## SUPPLIED TEXT
Dallas

Dallas Homeowner Concerned About Google's Street View

Steve Hall was checking out his neighbor's fence on Google Street View after his neighbor, who had plans to replace it, offered up the fence wood. But he didn't expect to find what was online.

"I noticed the arrow that went into the alley and I was like, 'What? I've never seen that before. Since when does Google go down the alley?'" Hall said.

"Sure enough, you can see over the top of everybody's fences that I would say are shy of eight or nine feet," he said.

Hall said his privacy fence is six feet tall, and it's built up from the alleyway, but that was not enough to block the view of Google's cameras.

"I checked my own fence. I was astonished just everything it revealed," Hall said.

Hall said he doesn't see a need for Google to capture images in alleyways and said he doesn't know when the vehicle moved through the alleyway taking photos, but he believes it was sometime around March or April based on what was shown in the photographs.

## CHALLENGE 1
Copy out each line of the records below that contains the word "hand", matching case exactly.

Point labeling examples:
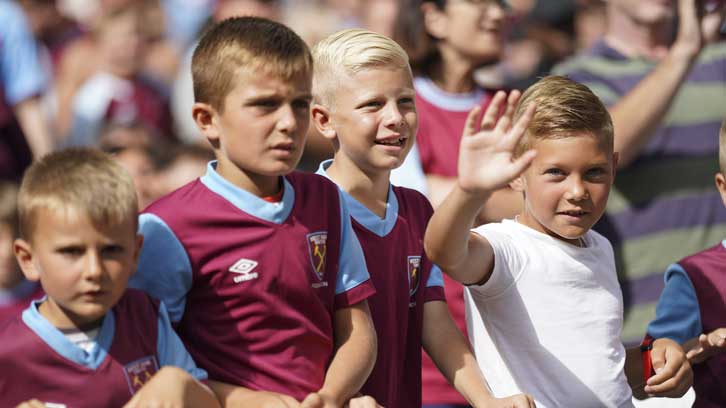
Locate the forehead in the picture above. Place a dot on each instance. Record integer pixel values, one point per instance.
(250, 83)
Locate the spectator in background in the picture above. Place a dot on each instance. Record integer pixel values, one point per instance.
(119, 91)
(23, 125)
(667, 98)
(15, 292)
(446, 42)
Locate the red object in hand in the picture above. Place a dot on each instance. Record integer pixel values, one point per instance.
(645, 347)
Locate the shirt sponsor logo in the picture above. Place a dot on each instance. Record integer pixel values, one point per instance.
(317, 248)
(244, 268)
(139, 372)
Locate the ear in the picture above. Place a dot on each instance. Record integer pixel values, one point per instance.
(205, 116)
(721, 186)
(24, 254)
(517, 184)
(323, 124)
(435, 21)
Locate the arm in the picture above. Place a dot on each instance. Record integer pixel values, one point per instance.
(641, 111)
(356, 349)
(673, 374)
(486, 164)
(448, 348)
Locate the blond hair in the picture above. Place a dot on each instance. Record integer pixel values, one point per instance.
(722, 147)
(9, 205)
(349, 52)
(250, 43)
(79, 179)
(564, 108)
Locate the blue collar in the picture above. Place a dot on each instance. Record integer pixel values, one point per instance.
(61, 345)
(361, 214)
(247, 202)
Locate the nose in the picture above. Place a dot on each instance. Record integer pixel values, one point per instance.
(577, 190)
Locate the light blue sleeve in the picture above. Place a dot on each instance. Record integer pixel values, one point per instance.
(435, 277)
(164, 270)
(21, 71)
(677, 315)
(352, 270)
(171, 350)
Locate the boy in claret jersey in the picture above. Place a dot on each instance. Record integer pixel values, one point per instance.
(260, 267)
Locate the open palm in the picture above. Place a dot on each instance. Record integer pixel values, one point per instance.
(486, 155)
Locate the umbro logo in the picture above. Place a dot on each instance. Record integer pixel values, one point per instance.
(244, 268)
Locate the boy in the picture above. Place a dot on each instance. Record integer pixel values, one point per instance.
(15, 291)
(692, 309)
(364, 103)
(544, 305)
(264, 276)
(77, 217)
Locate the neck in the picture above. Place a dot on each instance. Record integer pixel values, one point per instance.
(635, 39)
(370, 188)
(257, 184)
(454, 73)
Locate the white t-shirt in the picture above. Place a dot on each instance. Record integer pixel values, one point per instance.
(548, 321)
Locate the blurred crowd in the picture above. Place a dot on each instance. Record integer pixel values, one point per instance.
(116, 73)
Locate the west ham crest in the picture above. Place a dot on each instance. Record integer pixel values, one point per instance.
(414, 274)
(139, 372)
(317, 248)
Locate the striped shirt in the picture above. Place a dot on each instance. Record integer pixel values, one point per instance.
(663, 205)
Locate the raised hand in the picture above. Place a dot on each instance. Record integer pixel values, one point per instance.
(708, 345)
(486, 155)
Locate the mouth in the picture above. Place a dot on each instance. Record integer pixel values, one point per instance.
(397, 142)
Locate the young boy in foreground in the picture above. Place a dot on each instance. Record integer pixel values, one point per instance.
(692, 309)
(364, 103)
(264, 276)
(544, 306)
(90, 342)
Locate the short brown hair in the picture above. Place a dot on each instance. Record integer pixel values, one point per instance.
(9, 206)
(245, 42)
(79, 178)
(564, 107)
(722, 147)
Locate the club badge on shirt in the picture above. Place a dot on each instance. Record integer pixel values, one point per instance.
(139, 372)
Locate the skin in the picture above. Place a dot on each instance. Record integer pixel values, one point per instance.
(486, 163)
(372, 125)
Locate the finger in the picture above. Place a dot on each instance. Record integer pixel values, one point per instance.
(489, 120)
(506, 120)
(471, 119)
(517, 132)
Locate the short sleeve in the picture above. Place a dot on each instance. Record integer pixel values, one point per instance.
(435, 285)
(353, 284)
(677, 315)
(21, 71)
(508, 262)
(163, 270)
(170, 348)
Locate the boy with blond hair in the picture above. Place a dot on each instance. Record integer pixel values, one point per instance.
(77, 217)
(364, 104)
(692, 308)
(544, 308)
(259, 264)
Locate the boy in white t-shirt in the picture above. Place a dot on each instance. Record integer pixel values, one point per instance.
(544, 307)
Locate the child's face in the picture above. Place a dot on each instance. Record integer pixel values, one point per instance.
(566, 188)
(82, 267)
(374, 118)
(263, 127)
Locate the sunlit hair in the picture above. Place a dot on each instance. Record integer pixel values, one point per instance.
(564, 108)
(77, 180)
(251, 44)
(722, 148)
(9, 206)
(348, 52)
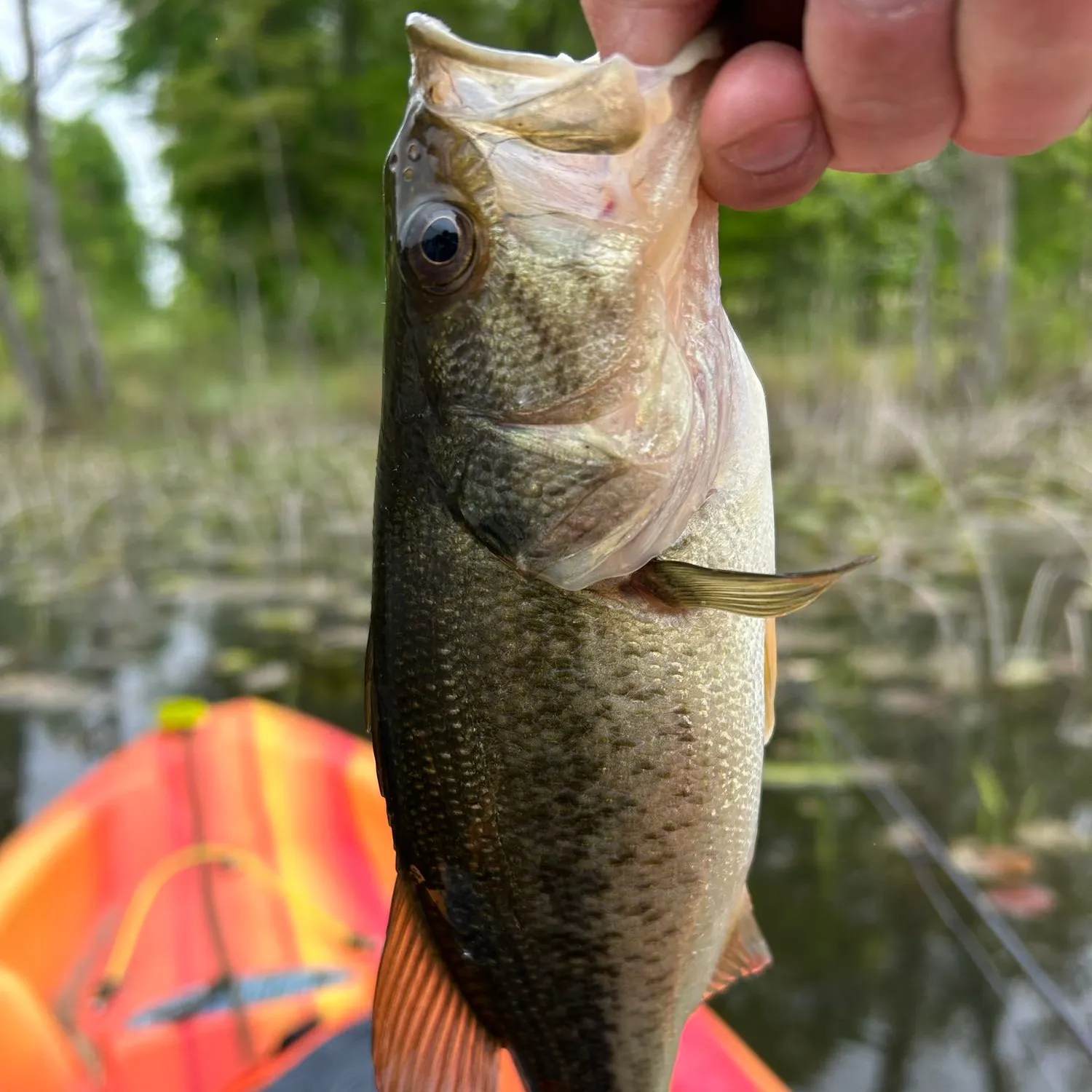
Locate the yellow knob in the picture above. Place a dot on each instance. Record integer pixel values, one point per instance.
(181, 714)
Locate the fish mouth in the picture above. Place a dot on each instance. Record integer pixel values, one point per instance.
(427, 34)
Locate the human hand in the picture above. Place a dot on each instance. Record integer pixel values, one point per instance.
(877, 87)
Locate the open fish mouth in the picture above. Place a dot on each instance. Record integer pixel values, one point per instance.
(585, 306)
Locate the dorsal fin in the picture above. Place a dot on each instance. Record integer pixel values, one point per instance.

## CHALLENGE 2
Rewrite the part of the Street View article starting at "Hall said he" and ending at "in the photographs.", putting "car" in place of "vehicle".

## EXERCISE OUTPUT 1
Locate the red object in hand in the picture above. Place a dot on each instance. Record integer pixel values, one point per instance.
Locate the raised hand in the picture above. Place a dot on each instance. Record integer pixel values, one point per instance.
Locate the human hand in the picture above. Place a dot on each instance. Record integer pixel values, one point per instance.

## EXERCISE OUTPUT 2
Hall said he doesn't see a need for Google to capture images in alleyways and said he doesn't know when the car moved through the alleyway taking photos, but he believes it was sometime around March or April based on what was shown in the photographs.